_WHAT THIS EXERCISE ASKS_:
**A)** What comments appear in the C++ code of the stack-sequence passage? List all of them.
**B)** Reproduce the stack-sequence passage from "Approach: If the" to "else print False.".

_SELECTED PASSAGE_:
Given push[] and pop[] sequences with distinct values. The task is to check if this could have been the result of a sequence of push and pop operations on an initially empty stack. Return “True” if it otherwise returns “False”.
Examples: 
 

Input: pushed = { 1, 2, 3, 4, 5 }, popped = { 4, 5, 3, 2, 1 }
Output: True
Following sequence can be performed:
push(1), push(2), push(3), push(4), pop() -> 4,
push(5), pop() -> 5, pop() -> 3, pop() -> 2, pop() -> 1

Input: pushed = { 1, 2, 3, 4, 5 }, popped = { 4, 3, 5, 1, 2 }
Output: False
1 can't be popped before 2.

 

Approach: If the element X has been pushed to the stack then check if the top element in the pop[] sequence is X or not. If it is X then pop it right now else top of the push[] sequence will be changed and make the sequences invalid. So, similarly, do the same for all the elements and check if the stack is empty or not in the last. If empty then print True else print False.
Below is the implementation of above approach:
 

C++




// C++ implementation of above approach
#include <iostream>
#include <stack>
 
using namespace std;
 
// Function to check validity of stack sequence
bool validateStackSequence(int pushed[], int popped[], int len){
     
    // maintain count of popped elements
    int j = 0;
     
    // an empty stack
    stack <int> st;
    for(int i = 0; i < len; i++){
        st.push(pushed[i]);
         
        // check if appended value is next to be popped out
        while (!st.empty() && j < len && st.top() == popped[j]){
            st.pop();
            j++;
        }
    }
     
    return j == len;
}
 
// Driver code
int main()
{
   int pushed[] = {1, 2, 3, 4, 5};
   int popped[] = {4, 5, 3, 2, 1};
   int len = sizeof(pushed)/sizeof(pushed[0]);
    
   cout << (validateStackSequence(pushed, popped, len) ? "True" : "False");
    
   return 0;
}
 
// This code is contributed by Rituraj Jain

Java




// Java program for above implementation
import java.util.*;
 
class GfG
{
 
    // Function to check validity of stack sequence
    static boolean validateStackSequence(int pushed[],
                                        int popped[], int len)
    {
 
        // maintain count of popped elements
        int j = 0;
 
        // an empty stack
        Stack<Integer> st = new Stack<>();
        for (int i = 0; i < len; i++)
        {
            st.push(pushed[i]);
 
            // check if appended value
            // is next to be popped out
            while (!st.empty() && j < len &&
                    st.peek() == popped[j])
            {
                st.pop();
                j++;
            }
        }
 
        return j == len;
    }
 
    // Driver code
    public static void main(String[] args)

(Entries for identifying locations)
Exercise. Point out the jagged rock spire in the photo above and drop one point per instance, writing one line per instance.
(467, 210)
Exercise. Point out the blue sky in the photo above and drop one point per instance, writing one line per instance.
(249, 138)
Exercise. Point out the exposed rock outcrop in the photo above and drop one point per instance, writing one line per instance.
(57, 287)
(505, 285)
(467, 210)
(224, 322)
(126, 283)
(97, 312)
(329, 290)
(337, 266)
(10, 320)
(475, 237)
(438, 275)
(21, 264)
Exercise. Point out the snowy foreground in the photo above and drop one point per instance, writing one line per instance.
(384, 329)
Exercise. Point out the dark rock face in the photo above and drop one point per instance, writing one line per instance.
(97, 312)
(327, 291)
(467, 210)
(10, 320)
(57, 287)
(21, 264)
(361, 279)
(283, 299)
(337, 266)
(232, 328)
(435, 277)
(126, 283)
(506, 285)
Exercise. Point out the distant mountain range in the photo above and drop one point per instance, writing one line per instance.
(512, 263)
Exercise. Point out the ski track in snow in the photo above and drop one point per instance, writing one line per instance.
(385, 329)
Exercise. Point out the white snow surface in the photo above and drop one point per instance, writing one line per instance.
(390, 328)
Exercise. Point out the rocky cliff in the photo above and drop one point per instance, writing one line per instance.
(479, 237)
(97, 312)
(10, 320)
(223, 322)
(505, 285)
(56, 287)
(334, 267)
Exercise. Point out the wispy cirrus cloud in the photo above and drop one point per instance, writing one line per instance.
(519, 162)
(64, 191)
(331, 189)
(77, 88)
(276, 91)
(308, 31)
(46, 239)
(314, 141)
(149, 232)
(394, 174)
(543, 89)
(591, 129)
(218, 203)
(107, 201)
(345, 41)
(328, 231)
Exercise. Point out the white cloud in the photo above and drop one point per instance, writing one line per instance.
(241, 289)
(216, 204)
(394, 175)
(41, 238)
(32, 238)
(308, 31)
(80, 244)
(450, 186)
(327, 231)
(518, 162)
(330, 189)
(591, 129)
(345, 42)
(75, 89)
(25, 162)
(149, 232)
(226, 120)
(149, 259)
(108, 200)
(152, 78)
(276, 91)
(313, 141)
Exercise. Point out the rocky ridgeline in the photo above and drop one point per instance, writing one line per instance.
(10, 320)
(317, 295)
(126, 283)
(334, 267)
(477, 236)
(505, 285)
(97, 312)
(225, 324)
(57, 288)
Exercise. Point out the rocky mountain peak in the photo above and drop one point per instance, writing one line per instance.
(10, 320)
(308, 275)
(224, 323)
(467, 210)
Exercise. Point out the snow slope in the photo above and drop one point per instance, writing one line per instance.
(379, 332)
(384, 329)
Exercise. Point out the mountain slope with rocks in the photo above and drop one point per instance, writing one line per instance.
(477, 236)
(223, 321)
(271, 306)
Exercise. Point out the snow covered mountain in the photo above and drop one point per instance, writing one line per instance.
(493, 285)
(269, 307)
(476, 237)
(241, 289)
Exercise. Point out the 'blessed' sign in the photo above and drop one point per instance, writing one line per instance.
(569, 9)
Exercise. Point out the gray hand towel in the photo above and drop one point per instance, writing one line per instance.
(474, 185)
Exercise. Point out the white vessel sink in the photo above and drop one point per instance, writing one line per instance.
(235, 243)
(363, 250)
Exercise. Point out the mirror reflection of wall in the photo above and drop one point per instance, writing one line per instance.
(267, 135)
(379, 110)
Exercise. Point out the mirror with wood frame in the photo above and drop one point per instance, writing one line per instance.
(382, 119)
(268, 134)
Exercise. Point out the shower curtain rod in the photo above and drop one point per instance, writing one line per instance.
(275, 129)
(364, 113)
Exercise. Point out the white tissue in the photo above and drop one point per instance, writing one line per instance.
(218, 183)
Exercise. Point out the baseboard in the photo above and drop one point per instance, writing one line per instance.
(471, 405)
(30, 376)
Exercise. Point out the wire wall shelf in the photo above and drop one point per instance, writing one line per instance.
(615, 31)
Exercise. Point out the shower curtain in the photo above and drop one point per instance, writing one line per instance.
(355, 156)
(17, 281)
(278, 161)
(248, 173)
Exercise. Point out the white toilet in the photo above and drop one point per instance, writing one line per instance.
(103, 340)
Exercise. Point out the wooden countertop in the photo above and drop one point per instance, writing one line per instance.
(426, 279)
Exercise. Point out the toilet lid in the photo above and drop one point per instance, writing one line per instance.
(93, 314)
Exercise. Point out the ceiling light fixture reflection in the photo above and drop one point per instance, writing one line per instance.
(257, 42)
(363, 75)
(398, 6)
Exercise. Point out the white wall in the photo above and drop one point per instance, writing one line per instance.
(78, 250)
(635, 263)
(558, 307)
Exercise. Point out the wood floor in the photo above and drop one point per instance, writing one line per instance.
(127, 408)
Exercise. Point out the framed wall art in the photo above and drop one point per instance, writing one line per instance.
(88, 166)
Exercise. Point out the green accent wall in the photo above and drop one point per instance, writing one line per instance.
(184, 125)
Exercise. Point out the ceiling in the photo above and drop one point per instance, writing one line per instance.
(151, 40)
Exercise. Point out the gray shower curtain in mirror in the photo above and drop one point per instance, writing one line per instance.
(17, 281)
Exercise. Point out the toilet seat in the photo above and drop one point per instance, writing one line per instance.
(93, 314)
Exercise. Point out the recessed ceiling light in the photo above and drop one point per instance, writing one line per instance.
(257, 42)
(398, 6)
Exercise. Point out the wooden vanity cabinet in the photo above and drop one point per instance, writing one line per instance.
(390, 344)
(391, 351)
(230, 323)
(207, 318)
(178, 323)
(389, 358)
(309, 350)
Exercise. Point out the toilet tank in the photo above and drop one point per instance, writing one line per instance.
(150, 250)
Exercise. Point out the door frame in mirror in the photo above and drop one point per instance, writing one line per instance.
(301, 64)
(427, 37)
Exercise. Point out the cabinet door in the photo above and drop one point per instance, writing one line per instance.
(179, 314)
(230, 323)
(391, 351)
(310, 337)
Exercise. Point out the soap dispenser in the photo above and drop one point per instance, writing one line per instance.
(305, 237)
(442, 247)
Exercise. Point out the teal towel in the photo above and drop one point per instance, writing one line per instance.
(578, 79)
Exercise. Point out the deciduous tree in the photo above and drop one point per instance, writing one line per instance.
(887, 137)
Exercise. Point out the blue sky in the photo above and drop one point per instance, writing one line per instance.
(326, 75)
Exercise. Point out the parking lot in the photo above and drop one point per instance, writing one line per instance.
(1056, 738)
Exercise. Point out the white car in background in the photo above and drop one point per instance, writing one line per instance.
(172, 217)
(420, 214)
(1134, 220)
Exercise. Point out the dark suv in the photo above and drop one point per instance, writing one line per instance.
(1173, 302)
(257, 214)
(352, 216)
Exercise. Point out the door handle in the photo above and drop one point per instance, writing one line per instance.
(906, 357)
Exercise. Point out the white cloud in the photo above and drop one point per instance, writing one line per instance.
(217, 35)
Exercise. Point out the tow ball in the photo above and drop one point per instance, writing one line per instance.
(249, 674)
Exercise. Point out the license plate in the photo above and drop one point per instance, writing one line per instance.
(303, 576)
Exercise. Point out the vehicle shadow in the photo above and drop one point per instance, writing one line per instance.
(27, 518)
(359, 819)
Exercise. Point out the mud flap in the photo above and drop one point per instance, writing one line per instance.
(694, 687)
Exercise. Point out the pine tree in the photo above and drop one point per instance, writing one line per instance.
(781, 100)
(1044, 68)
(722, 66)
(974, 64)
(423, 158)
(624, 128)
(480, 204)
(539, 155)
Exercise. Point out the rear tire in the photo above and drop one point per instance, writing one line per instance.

_RESULTS OF THE TASKS_:
**A)**
- C++ implementation of above approach
- Function to check validity of stack sequence
- maintain count of popped elements
- an empty stack
- check if appended value is next to be popped out
- Driver code
- This code is contributed by Rituraj Jain

**B)**
Approach: If the element X has been pushed to the stack then check if the top element in the pop[] sequence is X or not. If it is X then pop it right now else top of the push[] sequence will be changed and make the sequences invalid. So, similarly, do the same for all the elements and check if the stack is empty or not in the last. If empty then print True else print False.